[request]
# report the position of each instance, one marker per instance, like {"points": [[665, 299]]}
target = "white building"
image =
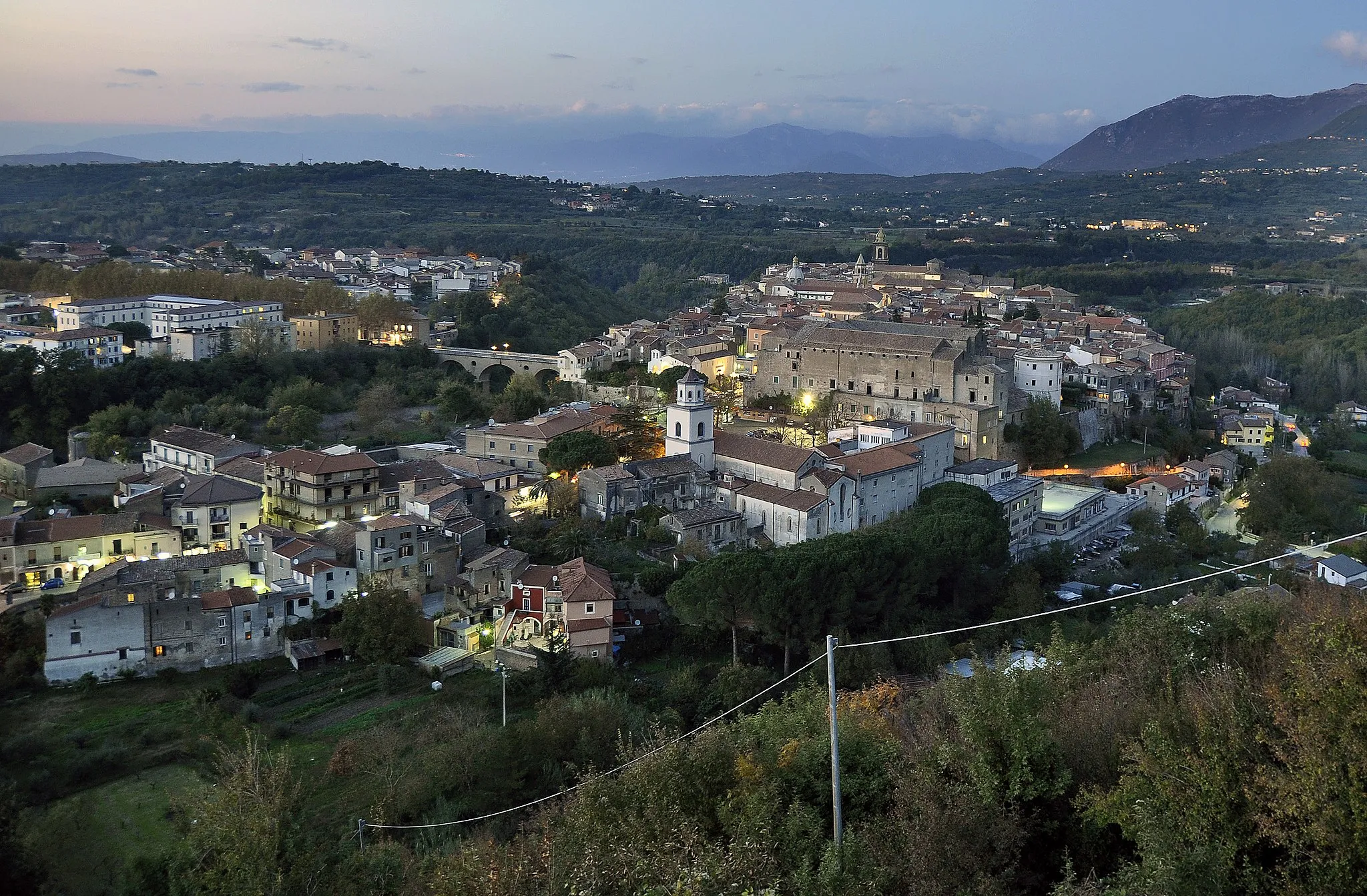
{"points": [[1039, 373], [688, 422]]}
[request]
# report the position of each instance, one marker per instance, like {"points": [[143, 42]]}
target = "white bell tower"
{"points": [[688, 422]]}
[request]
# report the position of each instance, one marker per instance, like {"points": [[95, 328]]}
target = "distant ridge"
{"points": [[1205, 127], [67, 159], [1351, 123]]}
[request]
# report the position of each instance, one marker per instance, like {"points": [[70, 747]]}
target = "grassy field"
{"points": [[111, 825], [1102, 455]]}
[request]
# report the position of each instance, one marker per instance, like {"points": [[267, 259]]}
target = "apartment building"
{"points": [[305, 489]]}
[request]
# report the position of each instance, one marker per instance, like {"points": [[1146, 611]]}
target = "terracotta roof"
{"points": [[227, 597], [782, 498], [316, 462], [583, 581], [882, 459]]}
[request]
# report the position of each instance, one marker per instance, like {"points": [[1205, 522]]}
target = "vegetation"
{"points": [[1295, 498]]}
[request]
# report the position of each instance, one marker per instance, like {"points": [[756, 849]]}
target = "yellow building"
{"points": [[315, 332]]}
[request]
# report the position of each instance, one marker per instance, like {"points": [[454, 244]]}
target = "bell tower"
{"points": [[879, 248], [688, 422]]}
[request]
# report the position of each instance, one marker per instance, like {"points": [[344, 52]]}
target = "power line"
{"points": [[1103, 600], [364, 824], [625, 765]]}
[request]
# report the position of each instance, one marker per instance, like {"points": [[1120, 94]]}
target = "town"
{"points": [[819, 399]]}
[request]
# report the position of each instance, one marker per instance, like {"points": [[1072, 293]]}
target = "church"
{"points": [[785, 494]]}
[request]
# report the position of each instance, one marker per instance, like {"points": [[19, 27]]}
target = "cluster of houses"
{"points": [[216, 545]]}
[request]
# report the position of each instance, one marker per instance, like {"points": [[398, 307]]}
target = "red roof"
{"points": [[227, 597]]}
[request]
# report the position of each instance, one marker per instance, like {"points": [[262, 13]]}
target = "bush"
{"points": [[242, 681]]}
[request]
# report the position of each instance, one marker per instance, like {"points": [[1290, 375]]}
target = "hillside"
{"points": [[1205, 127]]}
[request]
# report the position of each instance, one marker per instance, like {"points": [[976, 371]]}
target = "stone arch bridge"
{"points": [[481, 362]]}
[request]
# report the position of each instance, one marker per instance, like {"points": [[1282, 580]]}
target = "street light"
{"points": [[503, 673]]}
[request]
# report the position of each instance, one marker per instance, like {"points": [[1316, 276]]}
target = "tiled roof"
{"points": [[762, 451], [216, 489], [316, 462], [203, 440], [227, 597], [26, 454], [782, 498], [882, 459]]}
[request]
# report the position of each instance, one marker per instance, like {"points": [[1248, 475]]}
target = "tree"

> Exercise:
Copy out all of the data word for word. Do not carry over any picture.

> Exercise solution:
[request]
# report the position of each instance, one marker per instance, like {"points": [[665, 299]]}
target = "white building"
image =
{"points": [[1039, 373], [688, 422]]}
[request]
# report the position of each instance, one marker per instance, like {"points": [[143, 42]]}
target = "white bell tower"
{"points": [[688, 422]]}
[request]
# report the position of each instance, one marker per instance, like {"points": [[95, 328]]}
target = "distant ridge"
{"points": [[1205, 127], [67, 159], [1351, 123]]}
[request]
# report the position of each instance, one marker per instance, like {"points": [[70, 747]]}
target = "grassy field"
{"points": [[111, 825], [1102, 455]]}
[request]
# report the position of each instance, one marker per instance, like {"points": [[267, 259]]}
target = "apartment building"
{"points": [[305, 489]]}
[request]
# report the position of each instance, one marker per instance, like {"points": [[1146, 611]]}
target = "terracotta roof"
{"points": [[227, 597], [782, 498], [316, 462], [583, 581], [882, 459]]}
[request]
# report the position of each instance, one marker per instance, like {"points": [[1205, 522]]}
target = "vegetation"
{"points": [[1295, 498]]}
[request]
# report the position of each instance, one marker per instance, like {"points": [[756, 849]]}
target = "yellow building"
{"points": [[315, 332]]}
[request]
# report the position of each instance, one marker per instance, like {"points": [[454, 244]]}
target = "bell tower"
{"points": [[879, 248], [688, 422]]}
[request]
# report the position of each instance, one marker per instance, like {"points": [[344, 52]]}
target = "power line"
{"points": [[1103, 600], [364, 824], [625, 765]]}
[request]
# report the position of each instance, one marker per instance, like {"points": [[1120, 94]]}
target = "town"
{"points": [[819, 399]]}
[request]
# report the position of each instance, one marker per instance, like {"points": [[1072, 293]]}
target = "church"
{"points": [[785, 494]]}
[request]
# report the position of each instance, one marker per instance, like {"points": [[19, 27]]}
target = "cluster of houses"
{"points": [[216, 545]]}
[request]
# report the position of each instance, one marker per instance, like {"points": [[398, 307]]}
target = "red roof"
{"points": [[227, 597]]}
[request]
# report the position of each instance, one marker per instance, like {"points": [[262, 13]]}
target = "bush"
{"points": [[242, 681]]}
[request]
# report the position of each instance, one marker per instance, like {"points": [[1290, 375]]}
target = "hillside"
{"points": [[1205, 127]]}
[request]
# report the position of each instance, one marker per instance, like {"points": [[976, 371]]}
target = "stone arch bridge"
{"points": [[481, 362]]}
[request]
# report the position of each instance, one marker per instance, like {"points": [[1282, 580]]}
target = "street light"
{"points": [[503, 673]]}
[request]
# report the position of each instance, one marker per instance, like {"points": [[1316, 276]]}
target = "tiled roof"
{"points": [[762, 451], [216, 489], [316, 462], [203, 440], [227, 597], [26, 454], [782, 498], [882, 459]]}
[request]
# report the position of each instance, one marker per instance, like {"points": [[1248, 475]]}
target = "tree"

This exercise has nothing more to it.